Passage shown
* start *
# Track Design Question



## xrunner (Jul 29, 2011)

I'm building a track table at the moment (I will post pics soon), but for now I only have a small oval of Kato Unitrack on my coffee table to play with. 

As I said in another thread I am getting back into it after 40 years ...

Anyway, my question here is about a layout design. If I use a design that specifically uses Kato track then obviously there won't be a problem. But what If I see a design of a neat layout that just has a picture to go from? I can imagine I could reproduce it to a great degree - but I also imagine it wouldn't quite match up at some points. What I am asking is, is it possible to make any track design work with only the pieces offered by, say, Kato?

I also see that the track on my coffee table can be "fudged" a little bit without causing any problems with the running trains. That is I can move a long straight piece +/- 1/4" and it doesn't cause a problem for the running train. Is this part of a "legal" way to make a track plan work with track that it wasn't "designed" for.

Just interested in your thoughts. Smack me down as needed. Thanks.


----------



## tjcruiser (Jan 10, 2010)

Generally, track layout plans can be tweaked a bit to work with most track systems and the inventory of track sections (straight lengths, turnout sizes, etc.) available.

However, you might have to fiddle a bit when using "integral roadbed" track. You have less adjustment potential with those than you would with simple track (without integral roadbed) which would allow you to easily trim sections to length and also incorporate flextrack.

I'd suggest you try out a track layout software package. Take a look at:

www.anyrail.com ... you can download a starter version for free.

http://www.scarm.info/index_en.html ... total freeware ... the developer is a member on our forum.

I believe that both software packages have Kato Unitrack libraries already built in.

TJ


----------



## tkruger (Jan 18, 2009)
* end *
Raw data
* start *
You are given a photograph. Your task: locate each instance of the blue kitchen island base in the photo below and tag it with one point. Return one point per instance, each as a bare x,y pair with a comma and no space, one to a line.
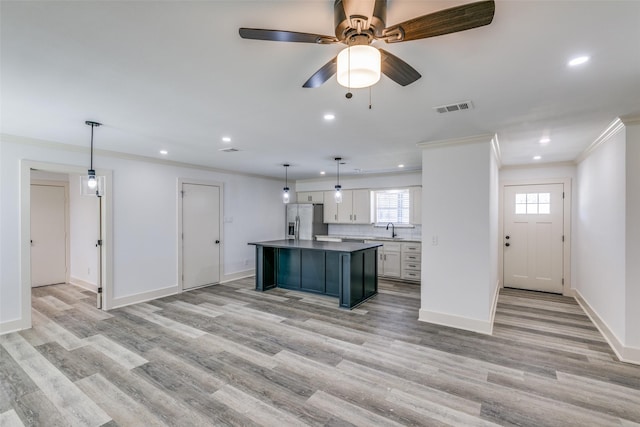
* end *
Things to do
a. Print everything in the track design thread from "## tjcruiser (Jan" down to "sizes, etc.) available.".
b. Carry on the track design thread from its final line onward.
The material placed after the track design thread comes from a separate source.

Written responses
a.
## tjcruiser (Jan 10, 2010)

Generally, track layout plans can be tweaked a bit to work with most track systems and the inventory of track sections (straight lengths, turnout sizes, etc.) available.

b.
I have used the Anyrail package and highly recommend getting the full version. I learned the hard way that it can cost time money and large amounts of disappointment when a hand drawn plan just does not come together. The Anyrail program even can calculate slopes and when curves are to tight. 

That said prior to going forward with using the Kayto system track that you have see what your local hobby shops carry. I say this because if you need a part you will need to have a place to get it. Sending away for a few single forgotten pieces can be frustrating. I am not familiar with that system but make sure that the variety of parts you will need is readily available. Also check that there are adapters to connect it to standard snap track or another type. The ability to use Snap track gives you a great solution to get a part temporally if you need to order something. Also almost any part can be found or made using Snap or Flex track.


----------



## jzrouterman (Nov 27, 2010)

tkruger said:


> The ability to use Snap track gives you a great solution to get a part temporally if you need to order something. Also almost any part can be found or made using Snap or Flex track.


I agree. 

Routerman


----------



## hotchevymanzach (Jul 31, 2011)

tjcruiser said:


> Generally, track layout plans can be tweaked a bit to work with most track systems and the inventory of track sections (straight lengths, turnout sizes, etc.) available.
> 
> However, you might have to fiddle a bit when using "integral roadbed" track. You have less adjustment potential with those than you would with simple track (without integral roadbed) which would allow you to easily trim sections to length and also incorporate flextrack.
> 
> ...


I personaly have tried both and anyrail well if you want to put out some money for it then go for it and scarm i dont like the functionality of it nothing against the guy who made it. I use Right Track Software 10.0 like it its free and very functional and its a full version. comes already with atlas track in the library.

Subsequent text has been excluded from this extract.